### Exercise goal
Beginning at the line that contains "find the forested hill in the photo above" and ending at the last line of the entries, write out each line exactly; include nothing outside that span.
------------------------------------------------------------
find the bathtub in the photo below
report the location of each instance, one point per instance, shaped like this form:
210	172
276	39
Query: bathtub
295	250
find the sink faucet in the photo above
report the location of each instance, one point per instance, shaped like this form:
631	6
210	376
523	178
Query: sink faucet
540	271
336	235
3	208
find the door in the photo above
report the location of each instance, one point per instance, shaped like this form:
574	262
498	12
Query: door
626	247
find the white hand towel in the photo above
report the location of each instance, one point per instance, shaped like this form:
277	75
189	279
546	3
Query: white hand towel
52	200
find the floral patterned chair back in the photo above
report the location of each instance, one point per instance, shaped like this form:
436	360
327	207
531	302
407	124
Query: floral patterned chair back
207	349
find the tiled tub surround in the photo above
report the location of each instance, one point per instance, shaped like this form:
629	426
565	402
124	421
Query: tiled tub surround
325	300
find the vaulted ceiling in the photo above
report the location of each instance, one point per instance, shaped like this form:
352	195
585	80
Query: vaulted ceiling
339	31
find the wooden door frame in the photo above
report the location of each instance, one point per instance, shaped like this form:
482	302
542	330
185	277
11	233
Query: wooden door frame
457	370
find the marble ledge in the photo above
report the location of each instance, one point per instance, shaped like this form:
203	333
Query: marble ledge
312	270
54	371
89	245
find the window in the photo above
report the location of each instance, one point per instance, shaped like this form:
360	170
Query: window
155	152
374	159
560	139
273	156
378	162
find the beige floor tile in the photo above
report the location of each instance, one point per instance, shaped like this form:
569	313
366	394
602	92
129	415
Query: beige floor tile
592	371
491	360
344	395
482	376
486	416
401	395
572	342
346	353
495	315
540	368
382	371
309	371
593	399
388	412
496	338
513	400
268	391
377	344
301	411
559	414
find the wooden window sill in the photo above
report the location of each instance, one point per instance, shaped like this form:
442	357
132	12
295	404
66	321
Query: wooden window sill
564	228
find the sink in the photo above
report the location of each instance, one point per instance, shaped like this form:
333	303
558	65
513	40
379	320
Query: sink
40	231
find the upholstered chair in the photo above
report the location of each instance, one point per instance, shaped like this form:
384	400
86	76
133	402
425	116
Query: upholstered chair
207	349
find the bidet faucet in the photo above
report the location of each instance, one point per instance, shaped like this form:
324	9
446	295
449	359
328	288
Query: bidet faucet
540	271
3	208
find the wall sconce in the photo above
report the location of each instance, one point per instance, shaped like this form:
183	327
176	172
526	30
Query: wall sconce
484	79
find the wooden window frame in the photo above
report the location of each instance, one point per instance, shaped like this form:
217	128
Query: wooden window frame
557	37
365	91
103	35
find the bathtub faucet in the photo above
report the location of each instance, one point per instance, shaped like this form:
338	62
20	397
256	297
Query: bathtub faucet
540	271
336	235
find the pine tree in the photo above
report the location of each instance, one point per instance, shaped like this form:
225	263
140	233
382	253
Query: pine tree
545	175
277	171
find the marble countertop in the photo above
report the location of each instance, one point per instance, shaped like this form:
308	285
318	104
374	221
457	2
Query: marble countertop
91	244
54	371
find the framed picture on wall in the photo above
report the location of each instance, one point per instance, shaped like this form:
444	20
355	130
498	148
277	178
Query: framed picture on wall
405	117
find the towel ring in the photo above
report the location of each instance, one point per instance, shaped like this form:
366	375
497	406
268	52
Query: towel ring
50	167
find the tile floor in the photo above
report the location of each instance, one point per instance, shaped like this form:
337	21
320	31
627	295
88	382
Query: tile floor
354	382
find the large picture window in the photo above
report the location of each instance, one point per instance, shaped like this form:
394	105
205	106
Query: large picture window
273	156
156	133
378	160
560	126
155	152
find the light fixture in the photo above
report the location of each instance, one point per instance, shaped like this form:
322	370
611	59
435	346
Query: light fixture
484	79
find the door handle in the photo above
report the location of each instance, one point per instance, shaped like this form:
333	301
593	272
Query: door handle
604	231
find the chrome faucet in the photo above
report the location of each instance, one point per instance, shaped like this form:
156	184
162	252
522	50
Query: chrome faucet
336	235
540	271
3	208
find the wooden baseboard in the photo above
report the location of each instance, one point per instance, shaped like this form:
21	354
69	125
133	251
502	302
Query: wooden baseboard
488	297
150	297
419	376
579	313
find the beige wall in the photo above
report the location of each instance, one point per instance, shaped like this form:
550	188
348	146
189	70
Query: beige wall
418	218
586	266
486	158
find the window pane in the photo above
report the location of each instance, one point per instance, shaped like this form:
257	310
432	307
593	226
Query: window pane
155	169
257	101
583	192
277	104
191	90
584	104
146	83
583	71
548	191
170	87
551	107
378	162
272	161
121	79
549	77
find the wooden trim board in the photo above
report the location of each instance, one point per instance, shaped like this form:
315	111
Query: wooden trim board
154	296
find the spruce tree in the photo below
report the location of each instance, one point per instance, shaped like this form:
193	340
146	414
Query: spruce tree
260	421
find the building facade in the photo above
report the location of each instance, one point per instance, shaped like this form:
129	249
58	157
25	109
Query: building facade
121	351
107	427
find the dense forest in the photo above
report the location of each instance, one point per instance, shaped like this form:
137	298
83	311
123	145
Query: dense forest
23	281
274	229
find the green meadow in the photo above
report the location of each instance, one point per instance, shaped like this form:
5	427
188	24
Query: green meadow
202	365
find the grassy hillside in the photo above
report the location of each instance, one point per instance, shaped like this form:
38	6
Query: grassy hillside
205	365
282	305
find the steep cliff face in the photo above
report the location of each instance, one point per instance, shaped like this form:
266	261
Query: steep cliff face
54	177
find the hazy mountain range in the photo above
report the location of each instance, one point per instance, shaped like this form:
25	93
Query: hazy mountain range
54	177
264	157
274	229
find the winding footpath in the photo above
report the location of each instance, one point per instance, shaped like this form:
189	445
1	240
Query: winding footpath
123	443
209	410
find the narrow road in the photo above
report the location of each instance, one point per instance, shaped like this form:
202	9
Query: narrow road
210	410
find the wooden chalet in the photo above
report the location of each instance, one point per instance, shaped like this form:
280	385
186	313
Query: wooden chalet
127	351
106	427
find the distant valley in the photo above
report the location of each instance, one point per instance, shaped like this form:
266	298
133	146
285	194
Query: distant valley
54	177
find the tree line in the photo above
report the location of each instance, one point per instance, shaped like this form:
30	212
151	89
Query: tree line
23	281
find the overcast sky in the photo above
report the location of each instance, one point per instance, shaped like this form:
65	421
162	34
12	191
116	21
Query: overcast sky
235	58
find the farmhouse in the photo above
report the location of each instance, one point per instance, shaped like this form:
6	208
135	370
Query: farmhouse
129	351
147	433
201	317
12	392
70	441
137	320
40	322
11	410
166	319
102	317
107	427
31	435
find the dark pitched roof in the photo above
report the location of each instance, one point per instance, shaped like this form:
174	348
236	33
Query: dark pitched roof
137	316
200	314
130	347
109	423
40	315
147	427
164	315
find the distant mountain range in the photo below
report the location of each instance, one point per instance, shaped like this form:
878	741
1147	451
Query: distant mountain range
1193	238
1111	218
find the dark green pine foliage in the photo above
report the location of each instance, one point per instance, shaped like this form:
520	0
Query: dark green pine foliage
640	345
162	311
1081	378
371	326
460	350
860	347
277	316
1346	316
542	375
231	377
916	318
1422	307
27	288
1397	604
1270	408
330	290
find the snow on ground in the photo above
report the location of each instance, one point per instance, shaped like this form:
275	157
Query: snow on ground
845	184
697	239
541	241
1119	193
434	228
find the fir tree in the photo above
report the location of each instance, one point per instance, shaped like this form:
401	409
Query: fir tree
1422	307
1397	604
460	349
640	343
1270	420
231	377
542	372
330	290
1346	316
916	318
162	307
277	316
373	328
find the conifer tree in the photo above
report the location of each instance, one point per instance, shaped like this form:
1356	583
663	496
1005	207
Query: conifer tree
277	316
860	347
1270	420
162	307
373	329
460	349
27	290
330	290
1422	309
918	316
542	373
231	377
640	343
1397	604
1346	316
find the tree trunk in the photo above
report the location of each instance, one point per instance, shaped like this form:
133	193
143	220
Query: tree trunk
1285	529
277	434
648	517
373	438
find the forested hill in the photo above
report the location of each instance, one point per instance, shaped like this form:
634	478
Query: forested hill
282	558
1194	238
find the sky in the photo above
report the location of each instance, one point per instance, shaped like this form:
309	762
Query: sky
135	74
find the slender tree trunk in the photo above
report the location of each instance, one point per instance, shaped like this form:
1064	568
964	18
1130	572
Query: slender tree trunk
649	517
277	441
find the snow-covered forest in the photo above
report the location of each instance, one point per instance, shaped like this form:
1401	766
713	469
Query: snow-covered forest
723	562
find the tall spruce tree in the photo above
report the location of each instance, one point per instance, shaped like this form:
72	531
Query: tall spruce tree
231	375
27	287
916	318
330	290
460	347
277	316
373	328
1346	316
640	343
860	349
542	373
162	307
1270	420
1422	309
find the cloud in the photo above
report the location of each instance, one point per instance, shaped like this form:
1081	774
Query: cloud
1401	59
------------------------------------------------------------
### The completed task
find the forested hill in the photo above
report the location of each instance, one point per instance, shaped like this form:
634	478
Query: forested hill
282	558
1194	238
find the sky in the photo above
report the location of each instance, one point per instance, shaped like this form:
309	762
Query: sky
135	74
find the slender tree trunk in the photo above
report the location of each instance, one point per instance, shaped like this form:
1064	568
964	18
1130	572
Query: slender tree trunk
649	517
277	441
find the snow-covered forest in the photo above
report the location of each instance, one point per instance, shaped like this form:
1401	766
713	469
Query: snow-covered forest
723	562
find the tall spruce tree in the photo above
report the location of each instance, one point per instance, shaped like this form:
72	531
Query: tall spruce tree
231	375
27	287
916	318
330	290
460	347
277	316
373	328
1346	316
640	343
860	349
542	373
162	307
1270	420
1422	309
find the cloud in the photo above
report the location of each instance, one point per instance, shaped like this form:
1081	774
Query: cloud
1401	59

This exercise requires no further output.